SELECTED TEXT start

Reputation: 5914
I am trying to read a file mydir/mycsv.csv
from Azure Data Lake Storage Gen1 from a Databricks notebook, using the syntax (inspired by the documentation)
configs = {"dfs.adls.oauth2.access.token.provider.type": "ClientCredential",
"dfs.adls.oauth2.client.id": "123abc-1e42-31415-9265-12345678",
"dfs.adls.oauth2.credential": dbutils.secrets.get(scope = "adla", key = "adlamaywork"),
"dfs.adls.oauth2.refresh.url": "https://login.microsoftonline.com/123456abc-2718-aaaa-9999-42424242abc/oauth2/token"}
dbutils.fs.mount(
source = "adl://myadls.azuredatalakestore.net/mydir",
mount_point = "/mnt/adls",
extra_configs = configs)
post_processed = spark.read.csv("/mnt/adls/mycsv.csv").collect()
post_processed.head(10).to_csv("/dbfs/processed.csv")
dbutils.fs.unmount("/mnt/adls")
My client 123abc-1e42-31415-9265-12345678
has access to the Data Lake Storage myadls
and I have created secrets with
databricks secrets put --scope adla --key adlamaywork
When I execute the pyspark code above in the Databricks notebook, when accessing the csv file with spark.read.csv
, I get
com.microsoft.azure.datalake.store.ADLException: Error getting info for file /mydir/mycsv.csv
When navigating the dbfs with dbfs ls dbfs:/mnt/adls
, the parent mount point seems to be there, but I get
Error: b'{"error_code":"IO_ERROR","message":"Error fetching access token\nLast encountered exception thrown after 1 tries [HTTP0(null)]"}'
What am I doing wrong?

SELECTED TEXT end

**GIVEN TASK**
Return the passage of the Azure Data Lake forum post starting with "Reputation: 5914" and going on through "extra_configs = configs)", copied word for word.

DATASET EXCERPTS start

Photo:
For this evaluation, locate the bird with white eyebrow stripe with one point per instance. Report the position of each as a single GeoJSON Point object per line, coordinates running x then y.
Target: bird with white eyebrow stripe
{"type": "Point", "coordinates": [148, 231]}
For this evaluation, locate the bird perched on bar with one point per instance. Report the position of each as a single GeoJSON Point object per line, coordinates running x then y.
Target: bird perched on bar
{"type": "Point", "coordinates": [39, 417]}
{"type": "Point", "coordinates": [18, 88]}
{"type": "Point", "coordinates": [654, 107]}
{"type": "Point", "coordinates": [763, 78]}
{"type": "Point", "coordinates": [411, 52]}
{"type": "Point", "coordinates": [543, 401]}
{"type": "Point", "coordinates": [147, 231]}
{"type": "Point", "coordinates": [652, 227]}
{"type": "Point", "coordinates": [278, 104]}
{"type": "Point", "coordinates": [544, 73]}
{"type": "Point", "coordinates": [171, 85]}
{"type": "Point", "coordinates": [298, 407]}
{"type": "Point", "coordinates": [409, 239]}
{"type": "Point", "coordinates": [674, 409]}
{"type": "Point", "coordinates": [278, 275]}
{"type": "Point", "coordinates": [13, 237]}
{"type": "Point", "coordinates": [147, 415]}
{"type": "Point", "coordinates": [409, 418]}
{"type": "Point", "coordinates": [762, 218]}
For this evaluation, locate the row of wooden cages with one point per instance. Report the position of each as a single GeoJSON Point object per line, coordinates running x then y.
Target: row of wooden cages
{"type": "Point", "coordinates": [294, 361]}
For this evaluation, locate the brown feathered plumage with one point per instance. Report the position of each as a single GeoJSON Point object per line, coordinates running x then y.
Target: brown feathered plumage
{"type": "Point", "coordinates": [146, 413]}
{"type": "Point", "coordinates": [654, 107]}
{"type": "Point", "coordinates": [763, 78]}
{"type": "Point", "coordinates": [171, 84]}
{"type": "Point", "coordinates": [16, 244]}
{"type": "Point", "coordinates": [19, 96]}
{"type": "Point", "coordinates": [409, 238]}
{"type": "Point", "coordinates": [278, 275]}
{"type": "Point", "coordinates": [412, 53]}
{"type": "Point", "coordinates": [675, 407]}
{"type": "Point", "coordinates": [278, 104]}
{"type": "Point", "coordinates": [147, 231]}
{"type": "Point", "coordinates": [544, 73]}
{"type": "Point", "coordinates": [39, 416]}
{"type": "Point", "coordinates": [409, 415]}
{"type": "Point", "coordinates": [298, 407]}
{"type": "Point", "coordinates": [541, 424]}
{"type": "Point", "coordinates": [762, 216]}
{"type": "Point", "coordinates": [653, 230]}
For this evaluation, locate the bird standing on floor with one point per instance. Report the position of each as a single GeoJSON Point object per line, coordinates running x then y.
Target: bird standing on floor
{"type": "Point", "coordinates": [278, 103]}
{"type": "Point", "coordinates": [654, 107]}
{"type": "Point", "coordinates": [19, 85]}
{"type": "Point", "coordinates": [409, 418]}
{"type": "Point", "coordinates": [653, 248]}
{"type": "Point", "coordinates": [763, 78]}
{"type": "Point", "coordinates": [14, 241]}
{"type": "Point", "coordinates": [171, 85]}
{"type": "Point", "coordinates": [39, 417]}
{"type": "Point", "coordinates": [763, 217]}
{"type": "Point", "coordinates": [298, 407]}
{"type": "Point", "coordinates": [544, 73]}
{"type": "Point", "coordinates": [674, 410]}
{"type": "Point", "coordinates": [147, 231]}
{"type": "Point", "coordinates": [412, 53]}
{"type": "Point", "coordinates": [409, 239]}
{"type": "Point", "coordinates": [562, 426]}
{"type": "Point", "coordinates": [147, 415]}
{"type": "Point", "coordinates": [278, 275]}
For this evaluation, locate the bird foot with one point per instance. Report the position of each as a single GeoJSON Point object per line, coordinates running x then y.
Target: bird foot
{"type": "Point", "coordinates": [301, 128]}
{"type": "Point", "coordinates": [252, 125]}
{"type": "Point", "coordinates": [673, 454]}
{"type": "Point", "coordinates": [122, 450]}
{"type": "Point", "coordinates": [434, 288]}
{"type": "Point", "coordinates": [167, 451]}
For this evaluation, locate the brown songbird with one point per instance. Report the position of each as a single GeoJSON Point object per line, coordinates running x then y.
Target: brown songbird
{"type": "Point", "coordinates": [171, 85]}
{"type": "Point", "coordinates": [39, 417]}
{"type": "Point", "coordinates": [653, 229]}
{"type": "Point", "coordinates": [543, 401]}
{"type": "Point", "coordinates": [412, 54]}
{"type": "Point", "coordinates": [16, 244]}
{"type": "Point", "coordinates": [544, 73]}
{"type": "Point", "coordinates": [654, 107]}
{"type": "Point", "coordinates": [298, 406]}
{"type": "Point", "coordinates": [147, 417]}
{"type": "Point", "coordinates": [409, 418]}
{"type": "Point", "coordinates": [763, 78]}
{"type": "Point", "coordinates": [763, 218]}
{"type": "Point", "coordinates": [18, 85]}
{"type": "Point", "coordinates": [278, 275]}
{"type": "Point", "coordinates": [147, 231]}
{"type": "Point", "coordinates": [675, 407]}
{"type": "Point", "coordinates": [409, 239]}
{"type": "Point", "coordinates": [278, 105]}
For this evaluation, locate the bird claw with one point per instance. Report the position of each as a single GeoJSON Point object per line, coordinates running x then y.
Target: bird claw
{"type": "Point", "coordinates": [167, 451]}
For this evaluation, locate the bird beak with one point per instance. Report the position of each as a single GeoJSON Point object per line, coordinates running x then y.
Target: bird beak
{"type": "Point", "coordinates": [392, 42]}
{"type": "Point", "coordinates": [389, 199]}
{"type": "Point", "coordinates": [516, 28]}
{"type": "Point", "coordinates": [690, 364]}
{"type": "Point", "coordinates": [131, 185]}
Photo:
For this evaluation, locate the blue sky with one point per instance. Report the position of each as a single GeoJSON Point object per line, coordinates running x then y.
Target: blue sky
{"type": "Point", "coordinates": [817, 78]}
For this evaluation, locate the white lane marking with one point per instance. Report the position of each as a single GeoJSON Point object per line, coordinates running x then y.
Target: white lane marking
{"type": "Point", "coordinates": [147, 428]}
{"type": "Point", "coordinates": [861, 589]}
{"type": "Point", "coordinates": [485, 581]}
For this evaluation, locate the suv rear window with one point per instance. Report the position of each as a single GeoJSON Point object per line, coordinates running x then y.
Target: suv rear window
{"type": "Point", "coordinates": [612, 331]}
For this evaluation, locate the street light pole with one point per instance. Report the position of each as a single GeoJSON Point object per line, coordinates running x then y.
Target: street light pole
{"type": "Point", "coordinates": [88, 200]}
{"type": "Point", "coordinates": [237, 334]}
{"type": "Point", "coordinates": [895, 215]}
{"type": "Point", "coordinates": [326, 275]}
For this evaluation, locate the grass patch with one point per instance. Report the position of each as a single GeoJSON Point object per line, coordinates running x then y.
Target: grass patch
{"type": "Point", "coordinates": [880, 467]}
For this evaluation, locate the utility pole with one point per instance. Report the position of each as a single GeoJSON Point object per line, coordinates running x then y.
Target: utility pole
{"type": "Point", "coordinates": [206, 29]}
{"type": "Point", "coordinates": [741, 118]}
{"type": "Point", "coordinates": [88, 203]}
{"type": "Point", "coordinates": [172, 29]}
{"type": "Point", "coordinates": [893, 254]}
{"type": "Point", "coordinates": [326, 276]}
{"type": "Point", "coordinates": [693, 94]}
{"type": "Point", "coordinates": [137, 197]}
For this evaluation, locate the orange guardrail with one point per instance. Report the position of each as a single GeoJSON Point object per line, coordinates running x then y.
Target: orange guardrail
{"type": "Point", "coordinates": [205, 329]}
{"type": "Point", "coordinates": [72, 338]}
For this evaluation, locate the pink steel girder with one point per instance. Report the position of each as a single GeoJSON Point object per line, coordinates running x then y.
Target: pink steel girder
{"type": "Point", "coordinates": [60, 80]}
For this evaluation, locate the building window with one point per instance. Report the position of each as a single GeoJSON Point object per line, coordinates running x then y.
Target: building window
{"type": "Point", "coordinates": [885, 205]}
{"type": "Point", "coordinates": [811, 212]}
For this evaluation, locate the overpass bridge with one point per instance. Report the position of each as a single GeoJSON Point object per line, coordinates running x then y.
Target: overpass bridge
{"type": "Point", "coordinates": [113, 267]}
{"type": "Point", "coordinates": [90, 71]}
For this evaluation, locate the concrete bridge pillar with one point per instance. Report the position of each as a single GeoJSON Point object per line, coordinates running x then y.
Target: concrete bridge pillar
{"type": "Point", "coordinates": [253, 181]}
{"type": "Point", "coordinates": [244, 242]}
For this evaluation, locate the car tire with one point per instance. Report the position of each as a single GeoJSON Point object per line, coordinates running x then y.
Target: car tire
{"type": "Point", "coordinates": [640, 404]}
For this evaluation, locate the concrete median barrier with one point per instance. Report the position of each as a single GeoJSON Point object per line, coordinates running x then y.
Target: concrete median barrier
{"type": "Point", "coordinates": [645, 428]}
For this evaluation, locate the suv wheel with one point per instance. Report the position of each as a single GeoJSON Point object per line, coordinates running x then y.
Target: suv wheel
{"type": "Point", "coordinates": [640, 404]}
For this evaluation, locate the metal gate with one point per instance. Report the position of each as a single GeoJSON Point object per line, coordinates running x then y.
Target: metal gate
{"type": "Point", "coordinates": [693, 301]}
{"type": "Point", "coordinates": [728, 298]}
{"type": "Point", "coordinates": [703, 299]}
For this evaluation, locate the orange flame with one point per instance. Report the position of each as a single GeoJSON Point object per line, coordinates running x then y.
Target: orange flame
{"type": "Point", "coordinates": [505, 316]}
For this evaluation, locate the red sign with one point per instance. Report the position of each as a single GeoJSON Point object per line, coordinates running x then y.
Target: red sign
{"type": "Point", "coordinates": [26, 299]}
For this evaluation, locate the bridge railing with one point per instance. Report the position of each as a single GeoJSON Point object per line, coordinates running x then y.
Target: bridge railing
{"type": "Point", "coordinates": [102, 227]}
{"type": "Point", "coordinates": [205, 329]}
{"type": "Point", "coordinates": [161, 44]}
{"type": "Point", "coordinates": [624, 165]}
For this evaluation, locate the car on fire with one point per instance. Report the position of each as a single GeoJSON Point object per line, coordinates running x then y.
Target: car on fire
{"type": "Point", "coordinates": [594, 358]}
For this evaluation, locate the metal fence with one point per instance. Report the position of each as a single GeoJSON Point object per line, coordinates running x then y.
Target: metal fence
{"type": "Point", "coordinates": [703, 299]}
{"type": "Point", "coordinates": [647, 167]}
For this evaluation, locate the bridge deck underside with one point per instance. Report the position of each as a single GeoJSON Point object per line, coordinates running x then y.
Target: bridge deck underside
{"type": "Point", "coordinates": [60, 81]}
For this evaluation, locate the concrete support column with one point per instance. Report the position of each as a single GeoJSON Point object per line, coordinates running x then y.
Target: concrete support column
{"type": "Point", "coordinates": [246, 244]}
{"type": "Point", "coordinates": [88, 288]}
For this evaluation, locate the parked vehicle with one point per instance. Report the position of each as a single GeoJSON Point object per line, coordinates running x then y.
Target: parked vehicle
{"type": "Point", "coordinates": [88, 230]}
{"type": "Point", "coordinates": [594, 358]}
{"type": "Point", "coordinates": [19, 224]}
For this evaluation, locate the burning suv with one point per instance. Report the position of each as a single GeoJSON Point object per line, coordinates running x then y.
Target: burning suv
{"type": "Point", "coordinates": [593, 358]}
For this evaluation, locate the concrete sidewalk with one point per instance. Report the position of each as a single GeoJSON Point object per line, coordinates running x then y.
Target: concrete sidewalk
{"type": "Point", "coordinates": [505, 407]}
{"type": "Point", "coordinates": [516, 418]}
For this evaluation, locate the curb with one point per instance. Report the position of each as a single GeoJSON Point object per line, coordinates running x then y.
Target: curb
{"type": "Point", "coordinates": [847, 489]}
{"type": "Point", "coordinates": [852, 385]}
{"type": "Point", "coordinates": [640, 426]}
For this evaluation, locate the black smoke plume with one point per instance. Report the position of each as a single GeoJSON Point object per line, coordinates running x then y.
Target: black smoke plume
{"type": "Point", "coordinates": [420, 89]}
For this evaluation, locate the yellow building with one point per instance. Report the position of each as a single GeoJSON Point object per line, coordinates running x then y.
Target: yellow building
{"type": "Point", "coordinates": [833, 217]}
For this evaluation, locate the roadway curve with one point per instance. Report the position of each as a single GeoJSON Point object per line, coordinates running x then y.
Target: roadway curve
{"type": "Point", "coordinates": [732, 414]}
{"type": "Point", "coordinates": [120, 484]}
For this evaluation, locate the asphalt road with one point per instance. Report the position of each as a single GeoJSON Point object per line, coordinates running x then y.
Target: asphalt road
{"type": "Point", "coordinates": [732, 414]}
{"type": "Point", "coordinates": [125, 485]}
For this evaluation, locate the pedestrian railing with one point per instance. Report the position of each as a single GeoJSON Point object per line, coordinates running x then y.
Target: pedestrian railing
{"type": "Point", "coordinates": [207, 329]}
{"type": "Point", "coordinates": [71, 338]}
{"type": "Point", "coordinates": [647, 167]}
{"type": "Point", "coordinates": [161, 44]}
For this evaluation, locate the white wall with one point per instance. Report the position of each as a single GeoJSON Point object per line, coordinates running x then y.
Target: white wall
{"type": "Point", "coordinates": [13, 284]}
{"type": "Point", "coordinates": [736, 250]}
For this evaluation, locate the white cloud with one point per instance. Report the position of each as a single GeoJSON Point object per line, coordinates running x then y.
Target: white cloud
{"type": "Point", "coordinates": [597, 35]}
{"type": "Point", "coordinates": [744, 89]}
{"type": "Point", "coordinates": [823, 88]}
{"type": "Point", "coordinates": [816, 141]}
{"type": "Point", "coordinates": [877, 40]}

DATASET EXCERPTS end

**FULL RESPONSE**
Reputation: 5914
I am trying to read a file mydir/mycsv.csv
from Azure Data Lake Storage Gen1 from a Databricks notebook, using the syntax (inspired by the documentation)
configs = {"dfs.adls.oauth2.access.token.provider.type": "ClientCredential",
"dfs.adls.oauth2.client.id": "123abc-1e42-31415-9265-12345678",
"dfs.adls.oauth2.credential": dbutils.secrets.get(scope = "adla", key = "adlamaywork"),
"dfs.adls.oauth2.refresh.url": "https://login.microsoftonline.com/123456abc-2718-aaaa-9999-42424242abc/oauth2/token"}
dbutils.fs.mount(
source = "adl://myadls.azuredatalakestore.net/mydir",
mount_point = "/mnt/adls",
extra_configs = configs)